Palma, G. ; Vidal, M. ; Haag, E. ; Raschid, L. ; Thor, A.

Measuring Relatedness Between Scientific Entities in Annotation Datasets

ACM International Conference on Bioinformatics, Computational Biology, and Biomedical Informatics (BCB), 2013

2013 / 09

Paper

Abstract

Linked Open Data has made available a diversity of scientific collections where scientists have annotated entities in the datasets with controlled vocabulary terms (CV terms) from ontologies. These semantic annotations encode scientific knowledge which is captured in annotation datasets. One can mine these datasets to discover relationships and patterns between entities. Determining the relatedness (or similarity) between entities becomes a building block for graph pattern mining, e.g., identifying drug-drug relationships could depend on the similarity of the diseases (conditions) that are associated with each drug. Diverse similarity metrics have been proposed in the literature, e.g., i) string-similarity metrics; ii) path-similarity metrics; iii) topological-similarity metrics; and iv) measure relatedness in a given taxonomy or ontology. In this paper, we consider a novel annotation similarity metric AnnSim that measures the relatedness between two entities in terms of the similarity of their annotations. We model AnnSim as a 1-to-1 maximal weighted bipartite match, and we exploit properties of existing solvers to provide an efficient solution. We empirically study the effectiveness of AnnSim on real-world datasets of genes and their GO annotations, clinical trials, and a human disease benchmark. Our results suggest that AnnSim can provide a deeper understanding of the relatedness of concepts and can provide an explanation of potential novel patterns.

━━━━━━━━

Complete the following.
A – From the AnnSim paper entry, list the families of similarity metrics it says have been proposed in the literature.
B – Answer these from the AnnSim paper entry:
(i) At which conference was the paper presented?
(ii) What does the abbreviation "CV terms" stand for?
(iii) As what kind of problem is AnnSim modeled?

━━━━━━━━

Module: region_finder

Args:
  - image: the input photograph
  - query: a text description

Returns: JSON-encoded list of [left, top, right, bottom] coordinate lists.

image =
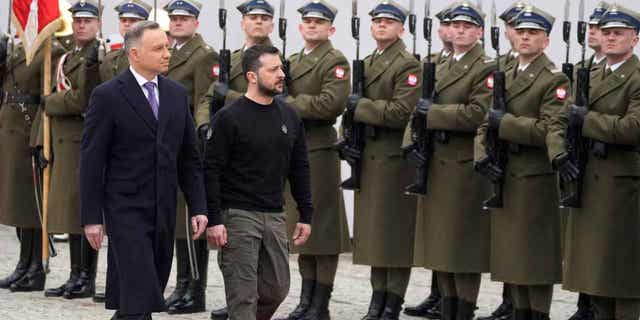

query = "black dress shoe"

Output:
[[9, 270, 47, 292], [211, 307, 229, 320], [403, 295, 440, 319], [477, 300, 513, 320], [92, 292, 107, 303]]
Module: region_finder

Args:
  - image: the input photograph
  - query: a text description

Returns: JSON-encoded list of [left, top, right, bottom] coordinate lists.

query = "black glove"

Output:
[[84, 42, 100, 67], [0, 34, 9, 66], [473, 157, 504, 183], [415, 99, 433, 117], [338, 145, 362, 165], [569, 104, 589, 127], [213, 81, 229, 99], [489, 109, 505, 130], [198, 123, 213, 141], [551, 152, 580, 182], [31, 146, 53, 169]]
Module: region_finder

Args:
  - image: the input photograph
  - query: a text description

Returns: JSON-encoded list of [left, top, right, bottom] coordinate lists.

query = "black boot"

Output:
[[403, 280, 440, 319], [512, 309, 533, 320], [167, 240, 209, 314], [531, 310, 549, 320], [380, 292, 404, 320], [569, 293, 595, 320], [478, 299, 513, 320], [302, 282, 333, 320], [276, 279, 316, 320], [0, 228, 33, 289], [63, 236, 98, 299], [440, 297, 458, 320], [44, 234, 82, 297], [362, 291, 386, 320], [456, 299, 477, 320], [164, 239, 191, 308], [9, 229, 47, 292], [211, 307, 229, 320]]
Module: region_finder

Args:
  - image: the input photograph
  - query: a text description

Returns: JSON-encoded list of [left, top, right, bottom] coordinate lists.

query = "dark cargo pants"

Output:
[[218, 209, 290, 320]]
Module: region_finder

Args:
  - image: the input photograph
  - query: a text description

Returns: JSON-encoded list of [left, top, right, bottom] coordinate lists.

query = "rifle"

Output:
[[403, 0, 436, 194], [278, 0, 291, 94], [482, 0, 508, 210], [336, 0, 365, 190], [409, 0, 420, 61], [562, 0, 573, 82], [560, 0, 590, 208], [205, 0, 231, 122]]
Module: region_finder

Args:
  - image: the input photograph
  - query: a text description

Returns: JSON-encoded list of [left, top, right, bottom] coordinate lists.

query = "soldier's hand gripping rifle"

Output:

━━━━━━━━

Answer section.
A –
- String-similarity metrics
- Path-similarity metrics
- Topological-similarity metrics
- Metrics that measure relatedness in a given taxonomy or ontology

B –
(i) ACM International Conference on Bioinformatics, Computational Biology, and Biomedical Informatics (BCB), 2013
(ii) Controlled vocabulary terms
(iii) A 1-to-1 maximal weighted bipartite match